**AIM OF THE EXERCISE:** Each entry below is to be copied verbatim.

**AVAILABLE DATA:**
=== Section Start ===
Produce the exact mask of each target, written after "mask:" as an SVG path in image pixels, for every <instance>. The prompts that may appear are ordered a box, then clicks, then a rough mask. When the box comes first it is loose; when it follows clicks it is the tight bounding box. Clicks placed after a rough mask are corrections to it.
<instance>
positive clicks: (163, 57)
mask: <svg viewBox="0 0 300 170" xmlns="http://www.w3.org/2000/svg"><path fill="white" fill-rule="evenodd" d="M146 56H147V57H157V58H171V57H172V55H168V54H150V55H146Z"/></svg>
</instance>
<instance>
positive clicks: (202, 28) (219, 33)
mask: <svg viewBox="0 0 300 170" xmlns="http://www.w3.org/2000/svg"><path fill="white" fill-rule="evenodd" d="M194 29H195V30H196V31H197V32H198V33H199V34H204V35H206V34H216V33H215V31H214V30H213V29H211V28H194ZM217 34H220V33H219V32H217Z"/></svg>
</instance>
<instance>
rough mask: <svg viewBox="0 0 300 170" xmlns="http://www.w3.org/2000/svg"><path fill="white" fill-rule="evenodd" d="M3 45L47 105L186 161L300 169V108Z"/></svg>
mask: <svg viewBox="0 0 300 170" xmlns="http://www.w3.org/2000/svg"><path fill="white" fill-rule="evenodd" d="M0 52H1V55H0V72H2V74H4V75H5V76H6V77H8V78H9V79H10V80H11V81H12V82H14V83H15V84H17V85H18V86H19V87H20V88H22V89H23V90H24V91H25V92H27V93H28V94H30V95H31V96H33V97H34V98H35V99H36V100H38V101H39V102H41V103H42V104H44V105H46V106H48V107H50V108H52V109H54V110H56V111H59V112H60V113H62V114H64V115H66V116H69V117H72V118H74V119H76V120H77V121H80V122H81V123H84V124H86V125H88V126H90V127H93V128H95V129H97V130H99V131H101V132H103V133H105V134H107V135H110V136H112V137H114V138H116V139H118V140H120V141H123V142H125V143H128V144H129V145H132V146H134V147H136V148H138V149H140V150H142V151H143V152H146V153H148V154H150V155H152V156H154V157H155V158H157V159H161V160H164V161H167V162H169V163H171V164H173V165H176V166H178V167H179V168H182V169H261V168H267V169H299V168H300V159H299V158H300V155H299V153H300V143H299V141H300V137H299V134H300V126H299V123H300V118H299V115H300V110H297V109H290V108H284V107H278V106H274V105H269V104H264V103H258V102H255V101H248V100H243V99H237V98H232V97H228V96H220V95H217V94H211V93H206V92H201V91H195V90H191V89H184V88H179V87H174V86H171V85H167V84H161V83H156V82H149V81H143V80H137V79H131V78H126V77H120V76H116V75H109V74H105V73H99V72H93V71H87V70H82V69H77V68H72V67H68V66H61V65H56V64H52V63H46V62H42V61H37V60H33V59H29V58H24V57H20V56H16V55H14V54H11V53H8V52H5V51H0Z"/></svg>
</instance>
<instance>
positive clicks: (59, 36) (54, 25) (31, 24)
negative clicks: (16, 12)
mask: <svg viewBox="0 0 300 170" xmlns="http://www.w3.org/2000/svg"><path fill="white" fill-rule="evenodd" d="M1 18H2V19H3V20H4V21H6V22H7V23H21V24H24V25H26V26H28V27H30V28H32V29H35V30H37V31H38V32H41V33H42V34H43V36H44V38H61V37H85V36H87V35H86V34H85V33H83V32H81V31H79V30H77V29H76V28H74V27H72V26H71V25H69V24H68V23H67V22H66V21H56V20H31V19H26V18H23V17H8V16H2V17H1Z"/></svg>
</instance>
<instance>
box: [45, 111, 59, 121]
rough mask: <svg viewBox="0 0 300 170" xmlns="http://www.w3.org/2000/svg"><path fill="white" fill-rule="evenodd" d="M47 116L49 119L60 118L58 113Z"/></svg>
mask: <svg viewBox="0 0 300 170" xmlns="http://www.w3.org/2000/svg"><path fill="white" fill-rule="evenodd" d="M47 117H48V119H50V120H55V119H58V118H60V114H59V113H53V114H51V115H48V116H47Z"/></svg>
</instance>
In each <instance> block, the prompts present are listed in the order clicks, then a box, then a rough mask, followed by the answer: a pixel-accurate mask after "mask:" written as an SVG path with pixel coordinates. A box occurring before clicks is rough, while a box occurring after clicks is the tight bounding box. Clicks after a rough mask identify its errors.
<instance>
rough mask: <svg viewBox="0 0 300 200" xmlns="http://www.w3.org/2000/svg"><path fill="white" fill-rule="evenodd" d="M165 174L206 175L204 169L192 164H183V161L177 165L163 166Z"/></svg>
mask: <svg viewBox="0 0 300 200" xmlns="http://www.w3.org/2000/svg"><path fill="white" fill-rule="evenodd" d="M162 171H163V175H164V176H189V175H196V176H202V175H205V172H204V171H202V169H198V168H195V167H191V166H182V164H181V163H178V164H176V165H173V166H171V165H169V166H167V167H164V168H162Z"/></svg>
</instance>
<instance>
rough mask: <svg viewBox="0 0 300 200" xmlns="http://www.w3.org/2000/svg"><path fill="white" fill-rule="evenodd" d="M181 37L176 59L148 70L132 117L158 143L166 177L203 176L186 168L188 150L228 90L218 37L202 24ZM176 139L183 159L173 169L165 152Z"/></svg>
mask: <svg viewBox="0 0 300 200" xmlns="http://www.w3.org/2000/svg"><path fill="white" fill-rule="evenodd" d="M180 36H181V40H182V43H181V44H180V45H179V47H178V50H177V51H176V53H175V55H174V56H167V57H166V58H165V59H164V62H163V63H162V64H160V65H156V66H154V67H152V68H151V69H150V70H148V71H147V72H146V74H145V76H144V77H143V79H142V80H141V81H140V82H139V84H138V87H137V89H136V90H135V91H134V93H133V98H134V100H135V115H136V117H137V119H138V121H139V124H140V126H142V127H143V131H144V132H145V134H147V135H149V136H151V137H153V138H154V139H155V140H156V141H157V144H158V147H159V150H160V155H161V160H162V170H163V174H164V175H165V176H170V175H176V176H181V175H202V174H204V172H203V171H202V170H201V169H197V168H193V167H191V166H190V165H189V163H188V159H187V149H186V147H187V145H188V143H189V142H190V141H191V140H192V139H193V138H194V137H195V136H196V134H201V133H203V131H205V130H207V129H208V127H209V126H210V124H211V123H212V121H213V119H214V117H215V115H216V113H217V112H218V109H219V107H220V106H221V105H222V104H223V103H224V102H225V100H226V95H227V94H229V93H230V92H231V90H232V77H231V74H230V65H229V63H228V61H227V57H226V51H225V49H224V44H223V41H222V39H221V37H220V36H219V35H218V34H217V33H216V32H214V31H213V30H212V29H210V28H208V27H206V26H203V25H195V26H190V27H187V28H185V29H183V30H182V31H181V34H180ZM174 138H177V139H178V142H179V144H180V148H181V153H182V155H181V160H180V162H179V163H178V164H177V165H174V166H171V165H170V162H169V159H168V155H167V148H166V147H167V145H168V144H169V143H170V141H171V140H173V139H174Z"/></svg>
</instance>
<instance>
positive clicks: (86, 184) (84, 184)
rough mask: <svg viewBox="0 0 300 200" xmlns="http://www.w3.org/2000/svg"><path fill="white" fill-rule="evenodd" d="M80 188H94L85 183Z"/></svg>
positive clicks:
=== Section End ===
**FINISHED TASK:**
Produce the exact mask of each target, written after "mask:" as an SVG path in image pixels, for every <instance>. The prompts that may appear are ordered a box, then clicks, then a rough mask. When the box comes first it is loose; when it follows clicks it is the tight bounding box. Clicks placed after a rough mask are corrections to it.
<instance>
positive clicks: (163, 57)
mask: <svg viewBox="0 0 300 170" xmlns="http://www.w3.org/2000/svg"><path fill="white" fill-rule="evenodd" d="M146 56H147V57H157V58H171V57H172V55H168V54H150V55H146Z"/></svg>
</instance>
<instance>
positive clicks: (202, 28) (219, 33)
mask: <svg viewBox="0 0 300 170" xmlns="http://www.w3.org/2000/svg"><path fill="white" fill-rule="evenodd" d="M194 29H195V30H196V31H197V32H198V33H199V34H204V35H206V34H216V33H215V31H214V30H213V29H211V28H194ZM217 34H220V33H219V32H217Z"/></svg>
</instance>
<instance>
rough mask: <svg viewBox="0 0 300 170" xmlns="http://www.w3.org/2000/svg"><path fill="white" fill-rule="evenodd" d="M3 45L47 105L186 161L300 169V108Z"/></svg>
mask: <svg viewBox="0 0 300 170" xmlns="http://www.w3.org/2000/svg"><path fill="white" fill-rule="evenodd" d="M0 52H1V55H0V72H2V74H4V75H5V76H6V77H8V78H9V79H10V80H11V81H12V82H14V83H15V84H17V85H18V86H19V87H20V88H22V89H23V90H24V91H25V92H27V93H28V94H30V95H31V96H33V97H34V98H35V99H36V100H38V101H39V102H41V103H42V104H44V105H46V106H48V107H50V108H52V109H54V110H56V111H59V112H60V113H62V114H64V115H66V116H69V117H72V118H74V119H76V120H77V121H80V122H81V123H84V124H86V125H88V126H90V127H93V128H95V129H97V130H99V131H101V132H103V133H105V134H107V135H110V136H112V137H114V138H116V139H118V140H120V141H123V142H125V143H128V144H129V145H132V146H134V147H136V148H138V149H140V150H142V151H143V152H146V153H148V154H150V155H152V156H154V157H155V158H157V159H161V160H164V161H167V162H169V163H171V164H173V165H176V166H178V167H179V168H182V169H261V168H267V169H299V168H300V159H299V158H300V155H299V153H300V143H299V141H300V137H299V134H300V126H299V123H300V118H299V115H300V110H297V109H290V108H284V107H278V106H274V105H269V104H264V103H258V102H255V101H248V100H243V99H237V98H232V97H228V96H220V95H217V94H211V93H206V92H201V91H195V90H191V89H184V88H179V87H174V86H171V85H167V84H161V83H156V82H149V81H143V80H137V79H131V78H126V77H120V76H116V75H109V74H105V73H99V72H93V71H87V70H82V69H77V68H72V67H68V66H61V65H56V64H52V63H46V62H42V61H37V60H33V59H29V58H24V57H20V56H16V55H14V54H11V53H8V52H5V51H0Z"/></svg>
</instance>
<instance>
positive clicks: (59, 36) (54, 25) (31, 24)
negative clicks: (16, 12)
mask: <svg viewBox="0 0 300 170" xmlns="http://www.w3.org/2000/svg"><path fill="white" fill-rule="evenodd" d="M1 18H2V19H3V20H4V21H6V22H7V23H21V24H24V25H26V26H28V27H30V28H32V29H35V30H37V31H38V32H41V33H42V34H43V36H44V38H61V37H85V36H87V35H86V34H85V33H83V32H81V31H79V30H77V29H76V28H74V27H72V26H71V25H69V24H68V23H67V22H66V21H56V20H31V19H26V18H23V17H8V16H2V17H1Z"/></svg>
</instance>
<instance>
box: [45, 111, 59, 121]
rough mask: <svg viewBox="0 0 300 170" xmlns="http://www.w3.org/2000/svg"><path fill="white" fill-rule="evenodd" d="M47 116L49 119L60 118L58 113Z"/></svg>
mask: <svg viewBox="0 0 300 170" xmlns="http://www.w3.org/2000/svg"><path fill="white" fill-rule="evenodd" d="M47 117H48V119H50V120H55V119H58V118H60V114H59V113H53V114H51V115H48V116H47Z"/></svg>
</instance>
In each <instance> block, the prompts present are listed in the order clicks, then a box, then a rough mask, followed by the answer: a pixel-accurate mask after "mask:" written as an SVG path with pixel coordinates. A box occurring before clicks is rough, while a box occurring after clicks is the tight bounding box. Clicks after a rough mask identify its errors.
<instance>
rough mask: <svg viewBox="0 0 300 200" xmlns="http://www.w3.org/2000/svg"><path fill="white" fill-rule="evenodd" d="M165 174L206 175L204 169L192 164H183V161L177 165L163 166Z"/></svg>
mask: <svg viewBox="0 0 300 200" xmlns="http://www.w3.org/2000/svg"><path fill="white" fill-rule="evenodd" d="M162 171H163V175H164V176H189V175H196V176H202V175H205V172H204V171H202V169H198V168H195V167H191V166H182V164H181V163H178V164H176V165H173V166H171V165H169V166H167V167H164V168H162Z"/></svg>
</instance>
<instance>
rough mask: <svg viewBox="0 0 300 200" xmlns="http://www.w3.org/2000/svg"><path fill="white" fill-rule="evenodd" d="M181 37L176 59L148 70L132 117L158 143L166 177L203 176L186 168L188 150L228 90L218 37L202 24ZM176 139L183 159L173 169L165 152Z"/></svg>
mask: <svg viewBox="0 0 300 200" xmlns="http://www.w3.org/2000/svg"><path fill="white" fill-rule="evenodd" d="M180 36H181V40H182V43H181V44H180V45H179V47H178V50H177V51H176V53H175V55H174V56H167V57H166V58H165V59H164V62H163V63H162V64H160V65H156V66H154V67H152V68H151V69H150V70H148V71H147V72H146V74H145V76H144V77H143V79H142V80H141V81H140V82H139V84H138V87H137V89H136V90H135V91H134V93H133V98H134V100H135V115H136V117H137V119H138V121H139V124H140V126H142V127H143V131H144V132H145V134H147V135H149V136H151V137H153V138H154V139H155V140H156V141H157V144H158V147H159V150H160V155H161V160H162V170H163V174H164V175H165V176H170V175H176V176H181V175H202V174H204V172H203V171H202V170H201V169H197V168H193V167H191V166H190V165H189V163H188V159H187V149H186V147H187V145H188V143H189V142H190V141H191V140H192V139H193V138H194V137H195V136H196V134H201V133H203V131H205V130H207V129H208V127H209V126H210V124H211V123H212V121H213V119H214V117H215V115H216V113H217V112H218V109H219V107H220V106H221V105H222V104H223V103H224V102H225V100H226V95H227V94H229V93H230V92H231V90H232V77H231V74H230V65H229V63H228V61H227V57H226V51H225V49H224V44H223V41H222V39H221V37H220V36H219V35H218V34H217V33H216V32H214V31H213V30H212V29H210V28H208V27H206V26H203V25H195V26H190V27H187V28H185V29H183V30H182V31H181V34H180ZM174 138H177V139H178V142H179V144H180V148H181V153H182V155H181V160H180V162H179V163H178V164H177V165H174V166H171V165H170V162H169V159H168V155H167V148H166V147H167V145H168V144H169V143H170V141H171V140H173V139H174Z"/></svg>
</instance>
<instance>
positive clicks: (86, 184) (84, 184)
rough mask: <svg viewBox="0 0 300 200" xmlns="http://www.w3.org/2000/svg"><path fill="white" fill-rule="evenodd" d="M80 188H94L85 183Z"/></svg>
positive clicks:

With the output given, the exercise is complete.